DOCUMENT TEXT:
General characteristics
- Class & type: McArthur-class hydrographic survey ship
- Tonnage: 854 gross register tons; 207 net register tons
- Displacement: 995 tons (full load)
- Length: 175 ft (53 m)
- Beam: 38 ft (12 m)
- Draft: 12.1 ft (3.7 m)
- Installed power: 1,600 horsepower (2.1 megawatts)
- Propulsion: Two General Motors diesel engines, twin controllable-pitch propellers, 186 tons fuel
- Speed: 12 knots (22 km/h; 14 mph)
- Range: 6,000 nautical miles (11,000 km; 6,900 mi) at 12 knots (22 km/h; 14 mph)
- Endurance: 17 days
- Complement: Either 23 (6 officers and 17 crew) plus up to 13 scientists or 38 (8 NOAA Corps officers, 3 licensed engineers, and 27 other crew, plus up to 2 scientists
- Notes: 440 kilowatts electrical power; Hydroplot data-recording system

= NOAAS Davidson =

NOAA survey ship

NOAAS Davidson (S 331) was a survey ship in commission in the National Oceanic and Atmospheric Administration (NOAA) from 1970 to 1989. Prior to her NOAA service, she was in commission in the United States Coast and Geodetic Survey from 1967 to 1970 as USC&GS Davidson (CSS 31), the second Coast and Geodetic Survey ship of the name. She was the only sister ship of .

TASK INSTRUCTIONS:
1. According to the NOAAS Davidson text, during what years was the ship in commission in the National Oceanic and Atmospheric Administration?
2. List every figure that the NOAAS Davidson text gives in tons, along with what each one measures.
3. Rewrite as a short list the facts in the NOAAS Davidson text's paragraph beginning "NOAAS Davidson (S 331) was a survey ship".
The data has no connection to the NOAAS Davidson text.

PROVIDED MATERIAL:
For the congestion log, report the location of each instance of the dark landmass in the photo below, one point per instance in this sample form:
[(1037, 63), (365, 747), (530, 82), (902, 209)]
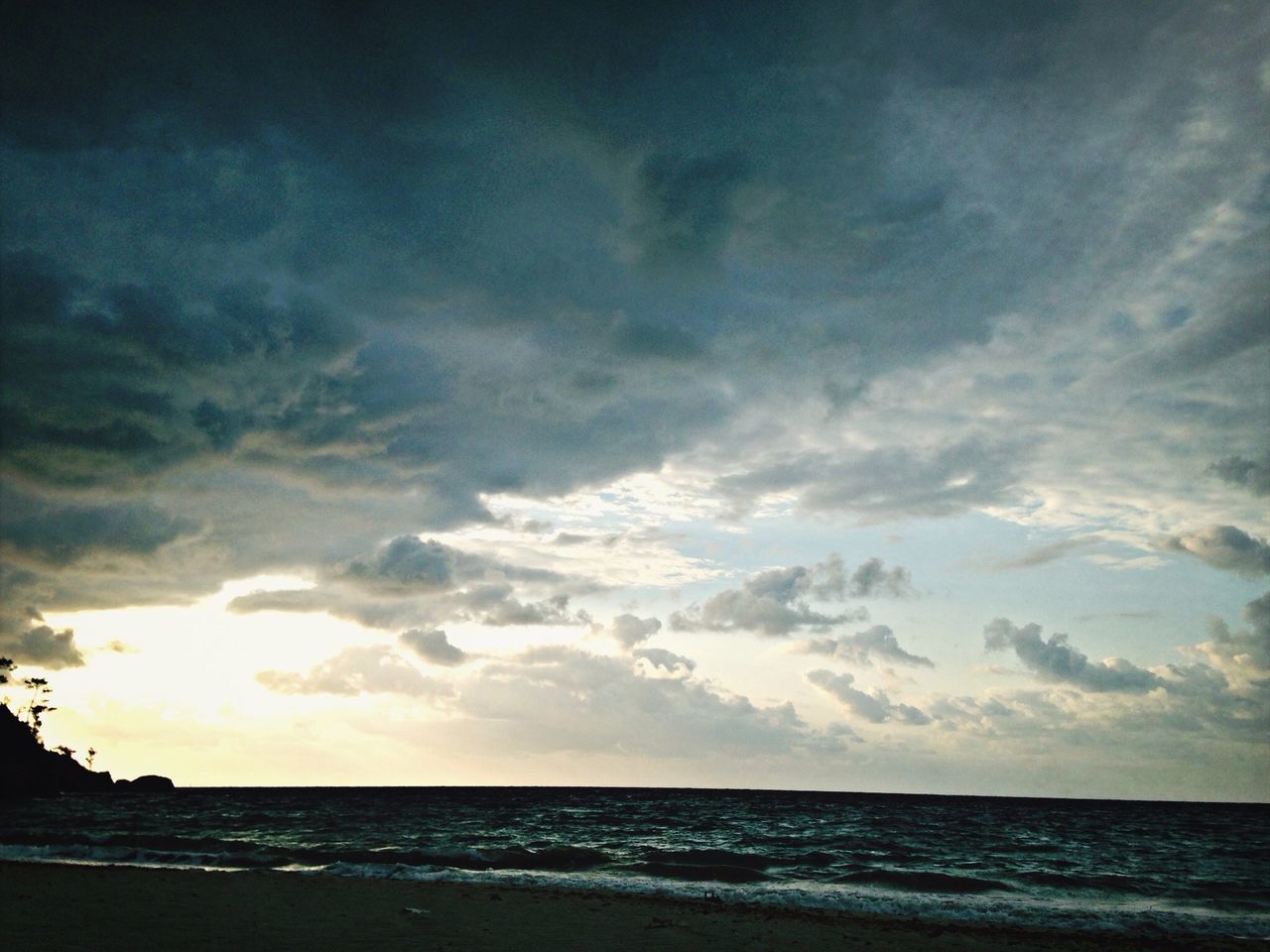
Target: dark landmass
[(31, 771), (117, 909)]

--

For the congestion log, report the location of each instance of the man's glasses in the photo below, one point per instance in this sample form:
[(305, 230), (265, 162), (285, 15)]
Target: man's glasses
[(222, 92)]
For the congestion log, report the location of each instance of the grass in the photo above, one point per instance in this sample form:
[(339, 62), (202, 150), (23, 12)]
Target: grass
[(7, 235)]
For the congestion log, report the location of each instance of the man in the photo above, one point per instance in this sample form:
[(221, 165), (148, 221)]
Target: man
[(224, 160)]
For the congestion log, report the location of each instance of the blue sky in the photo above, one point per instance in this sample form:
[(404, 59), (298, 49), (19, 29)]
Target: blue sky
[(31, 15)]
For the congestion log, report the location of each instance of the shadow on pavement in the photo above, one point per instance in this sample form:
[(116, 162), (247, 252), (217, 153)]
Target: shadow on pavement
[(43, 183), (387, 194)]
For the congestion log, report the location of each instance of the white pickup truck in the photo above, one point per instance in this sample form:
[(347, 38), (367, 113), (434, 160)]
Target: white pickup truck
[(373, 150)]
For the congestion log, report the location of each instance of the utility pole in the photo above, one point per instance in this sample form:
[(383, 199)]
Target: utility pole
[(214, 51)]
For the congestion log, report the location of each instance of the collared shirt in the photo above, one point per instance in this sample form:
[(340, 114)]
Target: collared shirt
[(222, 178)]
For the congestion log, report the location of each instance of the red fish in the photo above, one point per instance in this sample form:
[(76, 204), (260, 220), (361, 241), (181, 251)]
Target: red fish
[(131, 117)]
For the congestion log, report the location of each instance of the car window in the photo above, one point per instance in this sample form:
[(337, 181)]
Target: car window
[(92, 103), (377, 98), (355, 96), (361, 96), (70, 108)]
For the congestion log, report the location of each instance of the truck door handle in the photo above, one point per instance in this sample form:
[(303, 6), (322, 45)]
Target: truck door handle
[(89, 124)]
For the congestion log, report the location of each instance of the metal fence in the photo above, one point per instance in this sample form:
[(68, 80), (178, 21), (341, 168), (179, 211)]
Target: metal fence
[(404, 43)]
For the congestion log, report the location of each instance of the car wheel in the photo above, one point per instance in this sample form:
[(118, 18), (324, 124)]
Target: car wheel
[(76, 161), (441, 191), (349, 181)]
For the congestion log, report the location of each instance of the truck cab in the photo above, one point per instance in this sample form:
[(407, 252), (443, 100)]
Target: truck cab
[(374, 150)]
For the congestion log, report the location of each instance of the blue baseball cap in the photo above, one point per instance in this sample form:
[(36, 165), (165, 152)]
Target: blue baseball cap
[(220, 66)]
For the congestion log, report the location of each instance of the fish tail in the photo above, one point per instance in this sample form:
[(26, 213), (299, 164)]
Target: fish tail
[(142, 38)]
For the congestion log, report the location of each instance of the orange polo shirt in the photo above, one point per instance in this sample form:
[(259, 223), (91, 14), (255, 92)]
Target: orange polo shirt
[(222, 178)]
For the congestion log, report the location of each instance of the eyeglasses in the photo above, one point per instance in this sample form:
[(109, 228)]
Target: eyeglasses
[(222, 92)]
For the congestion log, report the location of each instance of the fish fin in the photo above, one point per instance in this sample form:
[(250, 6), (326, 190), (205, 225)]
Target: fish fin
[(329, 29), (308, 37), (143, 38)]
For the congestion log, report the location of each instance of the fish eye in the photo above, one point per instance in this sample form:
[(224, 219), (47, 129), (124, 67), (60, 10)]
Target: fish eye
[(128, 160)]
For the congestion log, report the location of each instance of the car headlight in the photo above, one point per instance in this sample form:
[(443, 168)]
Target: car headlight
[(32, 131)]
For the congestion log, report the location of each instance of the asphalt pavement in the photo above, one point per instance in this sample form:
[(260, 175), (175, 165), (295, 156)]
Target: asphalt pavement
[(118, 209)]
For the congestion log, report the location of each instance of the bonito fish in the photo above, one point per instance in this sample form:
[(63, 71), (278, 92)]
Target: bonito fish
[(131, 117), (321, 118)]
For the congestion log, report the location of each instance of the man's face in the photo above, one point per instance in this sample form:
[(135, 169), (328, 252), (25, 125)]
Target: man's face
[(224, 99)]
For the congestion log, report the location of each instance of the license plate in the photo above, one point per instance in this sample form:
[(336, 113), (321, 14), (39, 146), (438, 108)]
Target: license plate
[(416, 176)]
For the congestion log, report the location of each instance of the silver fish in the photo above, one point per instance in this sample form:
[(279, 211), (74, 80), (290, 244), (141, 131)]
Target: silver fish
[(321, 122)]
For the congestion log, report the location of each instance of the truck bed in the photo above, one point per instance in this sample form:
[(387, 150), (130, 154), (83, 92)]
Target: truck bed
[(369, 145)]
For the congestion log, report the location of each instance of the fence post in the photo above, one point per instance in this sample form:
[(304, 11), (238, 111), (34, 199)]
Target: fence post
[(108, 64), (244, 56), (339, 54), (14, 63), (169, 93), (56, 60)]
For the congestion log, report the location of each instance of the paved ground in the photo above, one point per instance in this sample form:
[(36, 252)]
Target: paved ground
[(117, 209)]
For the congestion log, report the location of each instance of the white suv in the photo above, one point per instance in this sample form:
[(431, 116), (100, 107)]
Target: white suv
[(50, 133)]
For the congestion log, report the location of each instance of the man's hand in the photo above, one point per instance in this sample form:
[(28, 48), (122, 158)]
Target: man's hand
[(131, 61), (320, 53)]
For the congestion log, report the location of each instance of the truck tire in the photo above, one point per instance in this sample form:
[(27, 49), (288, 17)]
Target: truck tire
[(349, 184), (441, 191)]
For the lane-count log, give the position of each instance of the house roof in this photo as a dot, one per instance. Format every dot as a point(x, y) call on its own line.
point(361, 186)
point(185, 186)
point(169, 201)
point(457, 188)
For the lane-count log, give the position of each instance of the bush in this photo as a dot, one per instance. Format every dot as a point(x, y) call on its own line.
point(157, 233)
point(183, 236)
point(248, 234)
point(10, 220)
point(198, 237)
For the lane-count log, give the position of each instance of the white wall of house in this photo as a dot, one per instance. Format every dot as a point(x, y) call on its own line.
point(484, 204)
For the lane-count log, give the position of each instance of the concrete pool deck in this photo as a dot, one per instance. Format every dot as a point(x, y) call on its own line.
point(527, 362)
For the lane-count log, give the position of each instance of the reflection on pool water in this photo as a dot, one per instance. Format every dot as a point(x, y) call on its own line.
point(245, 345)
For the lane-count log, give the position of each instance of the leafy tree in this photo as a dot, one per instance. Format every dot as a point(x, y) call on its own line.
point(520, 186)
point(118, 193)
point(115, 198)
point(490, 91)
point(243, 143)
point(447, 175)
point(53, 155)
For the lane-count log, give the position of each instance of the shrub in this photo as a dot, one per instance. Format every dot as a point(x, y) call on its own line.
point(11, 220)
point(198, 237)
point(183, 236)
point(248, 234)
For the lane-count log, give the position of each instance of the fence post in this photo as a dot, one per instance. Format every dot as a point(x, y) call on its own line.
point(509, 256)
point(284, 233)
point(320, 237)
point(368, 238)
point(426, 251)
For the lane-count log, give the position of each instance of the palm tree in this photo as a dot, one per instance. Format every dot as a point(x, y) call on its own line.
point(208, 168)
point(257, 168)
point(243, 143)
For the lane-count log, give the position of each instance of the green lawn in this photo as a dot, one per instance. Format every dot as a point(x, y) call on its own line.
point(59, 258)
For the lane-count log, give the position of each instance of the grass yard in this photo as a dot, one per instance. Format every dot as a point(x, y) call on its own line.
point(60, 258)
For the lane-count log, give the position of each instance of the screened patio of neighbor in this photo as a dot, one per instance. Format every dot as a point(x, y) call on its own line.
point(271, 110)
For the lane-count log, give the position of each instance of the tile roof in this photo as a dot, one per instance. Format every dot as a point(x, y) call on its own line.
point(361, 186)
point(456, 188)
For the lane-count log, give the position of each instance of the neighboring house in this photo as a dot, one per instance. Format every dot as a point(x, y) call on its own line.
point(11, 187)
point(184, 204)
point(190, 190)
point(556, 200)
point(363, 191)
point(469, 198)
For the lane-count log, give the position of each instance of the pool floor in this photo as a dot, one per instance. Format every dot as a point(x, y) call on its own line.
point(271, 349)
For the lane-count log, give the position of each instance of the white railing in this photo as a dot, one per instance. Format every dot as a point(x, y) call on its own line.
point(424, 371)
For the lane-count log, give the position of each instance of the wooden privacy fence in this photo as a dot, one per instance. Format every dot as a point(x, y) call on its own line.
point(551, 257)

RESPONSES BY ITEM NUMBER:
1. From 1970 to 1989.

2.
- 854 gross register tons (tonnage)
- 207 net register tons (tonnage)
- 995 tons (full-load displacement)
- 186 tons (fuel)

3.
- NOAAS Davidson (S 331) was a survey ship in commission in the National Oceanic and Atmospheric Administration (NOAA) from 1970 to 1989.
- From 1967 to 1970, she was in commission in the United States Coast and Geodetic Survey as USC&GS Davidson (CSS 31).
- She was the second Coast and Geodetic Survey ship to bear the name.